GIVEN TEXT
+---+
Kanye West is building mysterious domes in Calabasas

The rapper previously expressed his desire to become ‘one of the biggest real-estate developers of all time’

Say what you like about Kanye West, but one thing’s undeniable – the man loves his domes.

When the rapper pulled out of a headline slot at this year’s Coachella, it was reportedly due to disagreements with the stage design. Ye wanted a really, really big dome to sit above the festival’s 125,000 festival attendees, and the festival weren’t willing to accomodate his ideas.

Then, in an interview with Forbes earlier this year, he talked about his desire to build “pre-fabricated structures” that could “break the barriers that separate classes... the rich, the middle class and the poor”. He explained that his designs were inspired by the dome-like buildings that exist on the fictional planet of Tattooine in Star Wars.

Kanye seems to be realising his dome dreams today. As TMZ reports, he’s been busy building a whole series of them in Calabasas, the hyper-elite gated community in Los Angeles where he lives – not exactly the sort of place that screams “low income housing”, admittedly. The domes are apparently some 50 feet high, and are being built on 300 acres of land that Kanye bought at some point within the last few years.
+---+
Images for locating objects
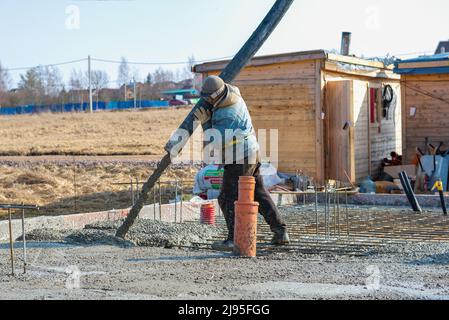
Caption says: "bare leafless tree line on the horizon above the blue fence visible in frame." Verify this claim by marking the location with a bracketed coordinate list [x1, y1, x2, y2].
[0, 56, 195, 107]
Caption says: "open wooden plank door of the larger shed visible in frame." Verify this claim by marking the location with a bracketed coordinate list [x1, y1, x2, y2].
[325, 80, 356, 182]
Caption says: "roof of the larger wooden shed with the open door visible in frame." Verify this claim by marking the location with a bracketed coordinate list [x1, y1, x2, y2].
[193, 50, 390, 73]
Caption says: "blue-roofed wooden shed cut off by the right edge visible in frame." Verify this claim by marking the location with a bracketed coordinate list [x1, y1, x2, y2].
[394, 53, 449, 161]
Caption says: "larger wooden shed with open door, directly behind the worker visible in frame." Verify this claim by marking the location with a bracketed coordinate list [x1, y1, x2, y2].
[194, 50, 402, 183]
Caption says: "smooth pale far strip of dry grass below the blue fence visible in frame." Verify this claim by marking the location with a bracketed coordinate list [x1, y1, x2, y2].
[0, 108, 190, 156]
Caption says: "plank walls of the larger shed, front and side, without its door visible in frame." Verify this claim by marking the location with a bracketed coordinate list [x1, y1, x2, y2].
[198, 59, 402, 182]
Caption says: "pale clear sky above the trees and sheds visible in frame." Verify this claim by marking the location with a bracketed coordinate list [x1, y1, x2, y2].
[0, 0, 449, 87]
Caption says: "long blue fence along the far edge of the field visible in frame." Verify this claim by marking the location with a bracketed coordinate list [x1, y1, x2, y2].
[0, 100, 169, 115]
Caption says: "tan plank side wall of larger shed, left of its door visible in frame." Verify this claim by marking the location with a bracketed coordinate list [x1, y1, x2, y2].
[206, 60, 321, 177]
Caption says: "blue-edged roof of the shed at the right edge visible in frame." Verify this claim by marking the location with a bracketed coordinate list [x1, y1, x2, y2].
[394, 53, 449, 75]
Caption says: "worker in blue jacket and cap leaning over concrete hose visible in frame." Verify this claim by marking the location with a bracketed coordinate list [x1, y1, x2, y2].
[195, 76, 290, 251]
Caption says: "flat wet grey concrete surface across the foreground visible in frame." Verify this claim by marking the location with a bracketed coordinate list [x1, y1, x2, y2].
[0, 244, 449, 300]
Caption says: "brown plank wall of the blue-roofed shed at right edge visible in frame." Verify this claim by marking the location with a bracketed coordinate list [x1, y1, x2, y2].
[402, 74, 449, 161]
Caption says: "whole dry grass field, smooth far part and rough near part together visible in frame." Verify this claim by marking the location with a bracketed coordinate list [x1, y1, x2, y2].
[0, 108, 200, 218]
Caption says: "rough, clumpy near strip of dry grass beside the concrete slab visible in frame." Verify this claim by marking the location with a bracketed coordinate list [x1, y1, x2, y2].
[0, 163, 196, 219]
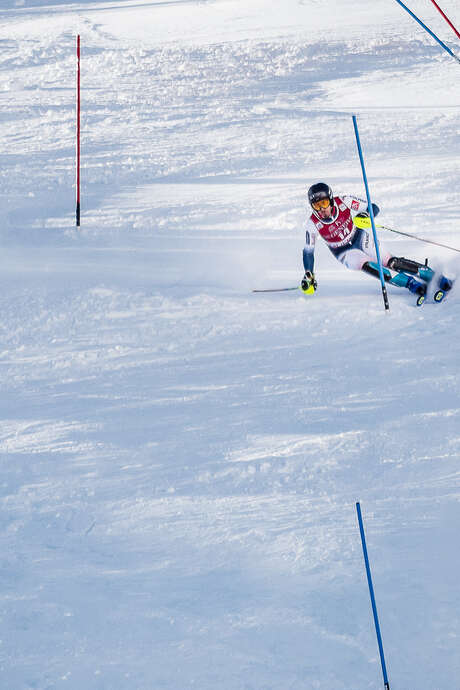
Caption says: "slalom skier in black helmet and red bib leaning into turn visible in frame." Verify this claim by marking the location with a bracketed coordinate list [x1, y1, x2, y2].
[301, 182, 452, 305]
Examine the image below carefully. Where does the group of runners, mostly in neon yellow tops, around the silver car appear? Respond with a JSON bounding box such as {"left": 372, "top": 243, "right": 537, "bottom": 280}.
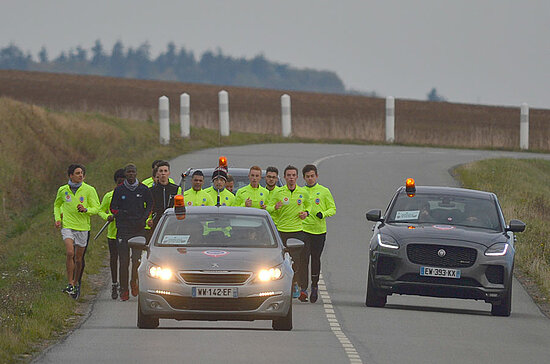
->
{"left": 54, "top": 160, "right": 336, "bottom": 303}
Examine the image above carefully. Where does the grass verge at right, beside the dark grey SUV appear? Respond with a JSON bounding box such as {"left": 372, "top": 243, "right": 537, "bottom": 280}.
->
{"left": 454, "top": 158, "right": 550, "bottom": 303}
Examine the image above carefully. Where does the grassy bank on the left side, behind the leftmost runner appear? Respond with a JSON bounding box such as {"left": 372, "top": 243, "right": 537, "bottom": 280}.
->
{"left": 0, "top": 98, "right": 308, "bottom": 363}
+---+
REQUIRED WORK
(a) Rewrite the article about Kanye West's domes from "Say what you" up to and including "accomodate his ideas.", with "stage design" replaced by "lighting design".
(b) Carry on the article about Kanye West's domes in Calabasas from the point where it stops.
None of the items is needed here.

PER-TASK OUTPUTS
(a)
Say what you like about Kanye West, but one thing’s undeniable – the man loves his domes.

When the rapper pulled out of a headline slot at this year’s Coachella, it was reportedly due to disagreements with the lighting design. Ye wanted a really, really big dome to sit above the festival’s 125,000 festival attendees, and the festival weren’t willing to accomodate his ideas.

(b)
In a 2018 interview with Charlamagne tha God, Kanye said that he was “going to be one of the biggest real-estate developers of all time”, likening himself to “what Howard Hughes was to aircrafts and what Henry Ford was to cars”, although we’d hope without all the anti-semitism. “Just the relationships I have with architects, my understanding of space and sacred proportions, just this new vibe, this new energy,” he said. “We gonna develop cities.”

Otherwise, Kanye has been busy with his Sunday Service, which has developed a devout following over the past few months. Now that we mention it, the combination of the Sunday Service and these mystery domes does sort of sound like the start of a cult, doesn’t it?